Data section start

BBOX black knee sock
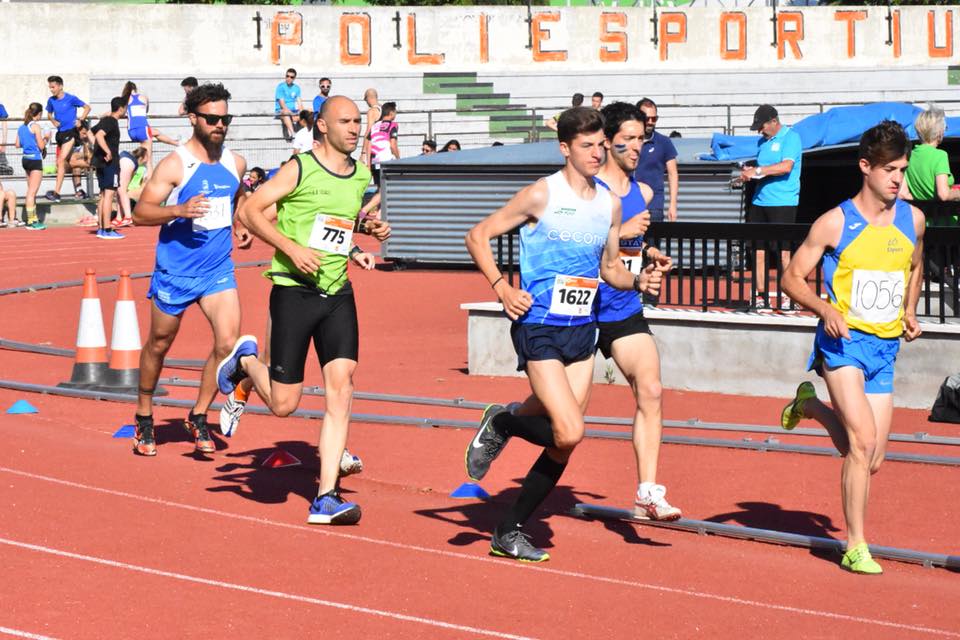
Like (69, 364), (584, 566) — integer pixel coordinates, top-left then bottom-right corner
(500, 450), (567, 532)
(493, 412), (556, 448)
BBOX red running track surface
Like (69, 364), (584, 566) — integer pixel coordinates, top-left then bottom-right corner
(0, 226), (958, 639)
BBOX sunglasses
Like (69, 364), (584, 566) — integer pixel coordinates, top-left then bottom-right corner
(647, 116), (659, 123)
(286, 74), (296, 79)
(194, 112), (233, 126)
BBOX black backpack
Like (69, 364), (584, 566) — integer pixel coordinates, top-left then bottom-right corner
(930, 374), (960, 424)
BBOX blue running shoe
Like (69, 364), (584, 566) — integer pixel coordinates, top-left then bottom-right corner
(216, 335), (258, 395)
(307, 491), (362, 525)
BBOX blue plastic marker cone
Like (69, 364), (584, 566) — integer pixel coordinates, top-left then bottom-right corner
(451, 482), (490, 500)
(113, 425), (136, 438)
(6, 399), (38, 415)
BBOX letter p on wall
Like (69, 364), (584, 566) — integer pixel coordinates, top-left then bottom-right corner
(271, 12), (303, 65)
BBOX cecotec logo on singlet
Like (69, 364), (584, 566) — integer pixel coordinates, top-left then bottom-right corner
(546, 229), (605, 246)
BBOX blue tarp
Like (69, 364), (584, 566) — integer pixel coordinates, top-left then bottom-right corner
(704, 102), (960, 162)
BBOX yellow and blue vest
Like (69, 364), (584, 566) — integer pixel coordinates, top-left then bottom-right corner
(822, 199), (915, 339)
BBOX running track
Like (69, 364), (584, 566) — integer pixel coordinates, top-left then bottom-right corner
(0, 227), (957, 639)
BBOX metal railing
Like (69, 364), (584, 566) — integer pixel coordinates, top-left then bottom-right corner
(496, 221), (960, 324)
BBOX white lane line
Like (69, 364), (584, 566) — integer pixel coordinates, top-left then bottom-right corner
(0, 626), (59, 640)
(0, 537), (534, 640)
(1, 465), (957, 638)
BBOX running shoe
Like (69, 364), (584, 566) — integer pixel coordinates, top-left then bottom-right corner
(76, 189), (88, 199)
(11, 219), (25, 228)
(219, 390), (246, 437)
(339, 449), (364, 476)
(76, 214), (98, 227)
(44, 190), (61, 202)
(0, 221), (6, 228)
(841, 542), (883, 575)
(781, 381), (816, 431)
(98, 229), (124, 240)
(185, 412), (216, 454)
(216, 335), (258, 395)
(465, 404), (510, 481)
(307, 491), (361, 525)
(133, 414), (157, 457)
(26, 221), (47, 231)
(490, 526), (550, 563)
(634, 484), (682, 521)
(118, 217), (133, 227)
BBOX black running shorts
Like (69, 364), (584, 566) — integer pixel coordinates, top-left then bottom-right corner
(510, 322), (597, 372)
(596, 310), (653, 360)
(747, 204), (797, 224)
(268, 283), (359, 384)
(55, 128), (80, 147)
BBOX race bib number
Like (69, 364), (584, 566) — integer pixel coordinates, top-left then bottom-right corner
(192, 196), (232, 231)
(128, 104), (147, 118)
(549, 275), (598, 317)
(619, 249), (643, 276)
(850, 270), (905, 324)
(307, 214), (353, 255)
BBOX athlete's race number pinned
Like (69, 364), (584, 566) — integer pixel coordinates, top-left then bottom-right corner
(307, 214), (353, 255)
(850, 269), (905, 324)
(128, 104), (147, 119)
(619, 249), (643, 275)
(549, 275), (598, 317)
(193, 196), (232, 231)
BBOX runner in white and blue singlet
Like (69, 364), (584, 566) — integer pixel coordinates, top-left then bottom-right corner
(463, 107), (663, 562)
(130, 83), (253, 459)
(594, 102), (680, 522)
(121, 81), (179, 171)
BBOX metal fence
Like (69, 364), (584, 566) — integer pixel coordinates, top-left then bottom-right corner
(496, 221), (960, 324)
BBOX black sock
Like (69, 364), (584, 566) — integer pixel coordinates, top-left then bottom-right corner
(500, 450), (567, 532)
(493, 412), (556, 448)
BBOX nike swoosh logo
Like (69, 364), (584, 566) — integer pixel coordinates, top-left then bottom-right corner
(508, 545), (519, 555)
(471, 430), (487, 449)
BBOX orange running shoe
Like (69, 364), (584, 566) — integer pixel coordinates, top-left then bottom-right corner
(133, 414), (157, 457)
(185, 412), (215, 454)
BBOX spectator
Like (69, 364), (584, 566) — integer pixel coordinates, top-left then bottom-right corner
(16, 103), (47, 229)
(291, 110), (315, 155)
(68, 119), (93, 200)
(0, 178), (15, 227)
(359, 88), (382, 166)
(245, 166), (266, 192)
(313, 77), (331, 113)
(0, 101), (10, 174)
(903, 104), (958, 202)
(634, 98), (678, 223)
(440, 139), (461, 152)
(178, 76), (198, 116)
(45, 75), (91, 202)
(546, 93), (584, 131)
(492, 141), (504, 147)
(421, 139), (437, 155)
(368, 101), (399, 188)
(669, 130), (682, 139)
(591, 91), (604, 110)
(91, 97), (126, 239)
(120, 81), (178, 171)
(117, 146), (148, 224)
(738, 103), (803, 311)
(275, 67), (302, 142)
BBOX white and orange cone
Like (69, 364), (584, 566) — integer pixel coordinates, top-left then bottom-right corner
(59, 268), (108, 388)
(102, 270), (142, 392)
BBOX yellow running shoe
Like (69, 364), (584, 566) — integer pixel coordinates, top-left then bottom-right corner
(781, 381), (816, 431)
(841, 542), (883, 575)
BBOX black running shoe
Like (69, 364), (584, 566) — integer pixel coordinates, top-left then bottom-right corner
(185, 412), (215, 454)
(133, 414), (157, 456)
(490, 526), (550, 563)
(465, 404), (510, 481)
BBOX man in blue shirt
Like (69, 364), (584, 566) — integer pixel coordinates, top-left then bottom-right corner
(44, 75), (90, 202)
(275, 67), (302, 143)
(313, 77), (331, 114)
(738, 104), (803, 310)
(633, 98), (679, 223)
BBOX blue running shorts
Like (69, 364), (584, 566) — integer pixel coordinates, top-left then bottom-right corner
(510, 322), (598, 372)
(807, 324), (900, 394)
(128, 126), (152, 143)
(147, 268), (237, 316)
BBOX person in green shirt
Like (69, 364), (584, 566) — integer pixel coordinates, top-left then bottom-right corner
(903, 104), (959, 202)
(217, 95), (390, 526)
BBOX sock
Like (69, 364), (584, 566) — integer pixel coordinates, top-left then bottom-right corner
(638, 481), (656, 499)
(500, 450), (567, 532)
(493, 412), (556, 448)
(25, 207), (36, 224)
(234, 383), (250, 403)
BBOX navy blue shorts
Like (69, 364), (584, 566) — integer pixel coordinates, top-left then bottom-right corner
(147, 268), (237, 316)
(510, 322), (597, 372)
(96, 162), (119, 191)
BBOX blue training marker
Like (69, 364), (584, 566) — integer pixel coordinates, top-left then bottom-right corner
(451, 482), (490, 500)
(113, 425), (136, 438)
(6, 399), (39, 415)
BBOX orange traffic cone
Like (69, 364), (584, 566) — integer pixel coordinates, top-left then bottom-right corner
(101, 270), (142, 392)
(59, 268), (108, 389)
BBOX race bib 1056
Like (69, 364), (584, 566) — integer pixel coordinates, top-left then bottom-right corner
(549, 275), (598, 317)
(192, 195), (232, 231)
(849, 269), (905, 324)
(307, 214), (353, 255)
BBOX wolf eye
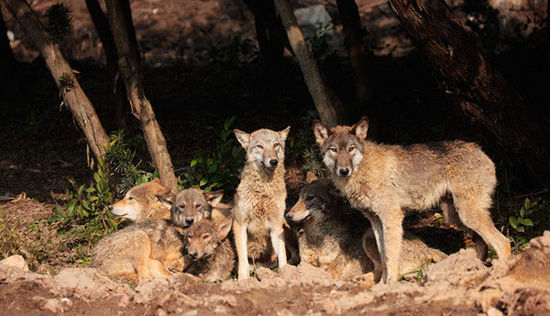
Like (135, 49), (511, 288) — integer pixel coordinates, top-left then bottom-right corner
(179, 204), (185, 209)
(305, 195), (314, 201)
(274, 143), (280, 148)
(329, 147), (337, 153)
(202, 234), (210, 240)
(349, 146), (356, 152)
(195, 204), (201, 208)
(256, 144), (264, 149)
(128, 196), (134, 200)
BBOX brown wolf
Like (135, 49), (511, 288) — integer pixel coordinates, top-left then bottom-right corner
(313, 116), (511, 283)
(184, 214), (236, 282)
(159, 189), (224, 228)
(91, 219), (185, 284)
(232, 126), (291, 280)
(109, 178), (172, 222)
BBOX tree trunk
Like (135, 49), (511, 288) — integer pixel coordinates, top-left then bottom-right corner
(390, 0), (550, 187)
(274, 0), (345, 127)
(336, 0), (373, 109)
(85, 0), (128, 131)
(0, 4), (16, 92)
(104, 0), (178, 192)
(3, 0), (110, 161)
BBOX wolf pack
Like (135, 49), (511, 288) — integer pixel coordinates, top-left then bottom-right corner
(92, 117), (511, 286)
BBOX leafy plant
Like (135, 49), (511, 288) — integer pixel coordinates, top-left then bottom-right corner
(506, 198), (537, 253)
(179, 116), (243, 193)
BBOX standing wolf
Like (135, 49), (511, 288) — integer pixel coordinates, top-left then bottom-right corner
(232, 126), (290, 280)
(313, 116), (511, 284)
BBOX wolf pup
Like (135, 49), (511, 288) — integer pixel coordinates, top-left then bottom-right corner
(184, 214), (236, 282)
(232, 126), (290, 280)
(286, 174), (372, 279)
(160, 189), (224, 228)
(91, 219), (186, 284)
(313, 117), (511, 284)
(109, 178), (172, 222)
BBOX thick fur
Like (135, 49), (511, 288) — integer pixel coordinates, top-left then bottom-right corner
(159, 189), (224, 228)
(287, 177), (372, 279)
(232, 127), (290, 280)
(109, 178), (172, 222)
(91, 219), (185, 285)
(313, 117), (511, 284)
(184, 215), (236, 282)
(362, 228), (447, 282)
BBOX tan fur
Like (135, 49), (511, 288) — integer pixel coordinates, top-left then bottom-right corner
(287, 177), (372, 279)
(362, 228), (447, 282)
(159, 189), (224, 228)
(184, 215), (236, 282)
(313, 117), (511, 284)
(109, 178), (171, 222)
(91, 219), (185, 284)
(232, 127), (290, 280)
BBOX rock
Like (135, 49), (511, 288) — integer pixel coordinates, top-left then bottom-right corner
(0, 255), (29, 271)
(424, 248), (489, 286)
(54, 268), (129, 300)
(43, 298), (64, 313)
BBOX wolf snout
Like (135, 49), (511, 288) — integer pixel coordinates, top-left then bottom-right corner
(269, 159), (278, 167)
(338, 168), (350, 176)
(108, 205), (114, 211)
(184, 218), (194, 227)
(188, 251), (198, 260)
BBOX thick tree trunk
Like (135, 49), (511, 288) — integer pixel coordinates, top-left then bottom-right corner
(3, 0), (110, 161)
(85, 0), (128, 130)
(104, 0), (178, 192)
(0, 4), (16, 92)
(336, 0), (373, 109)
(390, 0), (550, 187)
(274, 0), (345, 127)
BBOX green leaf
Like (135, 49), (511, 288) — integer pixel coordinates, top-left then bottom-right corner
(190, 159), (198, 167)
(519, 206), (525, 217)
(521, 218), (533, 226)
(208, 163), (218, 174)
(199, 178), (208, 187)
(524, 198), (530, 210)
(66, 199), (77, 213)
(434, 213), (442, 219)
(509, 217), (517, 229)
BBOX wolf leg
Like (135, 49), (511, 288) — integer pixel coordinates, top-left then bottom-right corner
(233, 220), (250, 280)
(377, 207), (403, 284)
(270, 222), (287, 269)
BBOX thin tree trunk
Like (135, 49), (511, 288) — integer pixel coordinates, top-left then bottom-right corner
(274, 0), (345, 127)
(104, 0), (178, 192)
(3, 0), (110, 161)
(0, 4), (16, 92)
(336, 0), (373, 109)
(85, 0), (128, 131)
(390, 0), (550, 187)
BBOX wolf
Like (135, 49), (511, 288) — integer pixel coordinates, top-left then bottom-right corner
(313, 116), (511, 284)
(108, 178), (172, 222)
(91, 219), (186, 284)
(159, 188), (225, 228)
(183, 214), (236, 282)
(232, 126), (291, 280)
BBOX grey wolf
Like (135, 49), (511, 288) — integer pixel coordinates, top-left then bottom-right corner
(183, 214), (236, 282)
(159, 188), (224, 228)
(108, 178), (172, 222)
(313, 116), (511, 283)
(232, 126), (291, 280)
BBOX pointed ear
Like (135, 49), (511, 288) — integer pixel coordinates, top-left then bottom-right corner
(234, 129), (250, 150)
(157, 192), (175, 208)
(151, 178), (161, 183)
(306, 171), (318, 183)
(216, 215), (233, 240)
(279, 126), (291, 141)
(350, 116), (369, 140)
(204, 190), (224, 207)
(312, 119), (330, 146)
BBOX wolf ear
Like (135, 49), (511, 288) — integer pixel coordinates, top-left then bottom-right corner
(279, 126), (291, 142)
(234, 129), (250, 150)
(157, 192), (175, 208)
(204, 190), (224, 207)
(306, 171), (318, 183)
(151, 178), (161, 184)
(312, 119), (330, 146)
(350, 116), (369, 140)
(216, 215), (233, 240)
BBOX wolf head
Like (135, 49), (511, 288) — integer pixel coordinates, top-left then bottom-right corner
(234, 127), (290, 170)
(286, 173), (335, 223)
(185, 215), (232, 260)
(159, 189), (224, 228)
(108, 178), (171, 222)
(312, 117), (369, 178)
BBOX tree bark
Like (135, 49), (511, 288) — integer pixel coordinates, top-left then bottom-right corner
(390, 0), (550, 187)
(274, 0), (345, 127)
(85, 0), (128, 130)
(336, 0), (373, 109)
(3, 0), (110, 161)
(0, 4), (16, 91)
(104, 0), (178, 192)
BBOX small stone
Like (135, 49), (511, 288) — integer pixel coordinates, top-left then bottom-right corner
(0, 255), (29, 271)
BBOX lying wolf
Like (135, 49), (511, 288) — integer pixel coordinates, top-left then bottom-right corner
(313, 116), (511, 283)
(109, 178), (172, 222)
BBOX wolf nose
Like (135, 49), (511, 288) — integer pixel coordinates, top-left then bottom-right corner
(339, 168), (349, 176)
(108, 205), (113, 211)
(189, 251), (198, 259)
(269, 159), (278, 167)
(184, 218), (194, 226)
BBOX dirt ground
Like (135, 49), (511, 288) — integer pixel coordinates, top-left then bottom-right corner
(1, 231), (549, 315)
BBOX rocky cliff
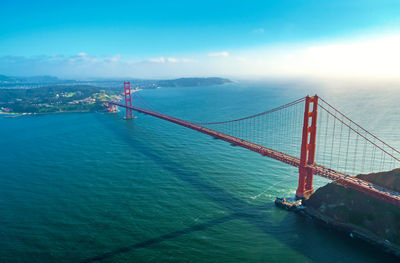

Data section end

# Exercise brief:
Locate the lines above that contain "green" and copy them.

# The completed task:
BBOX person in green shirt
BBOX green leaf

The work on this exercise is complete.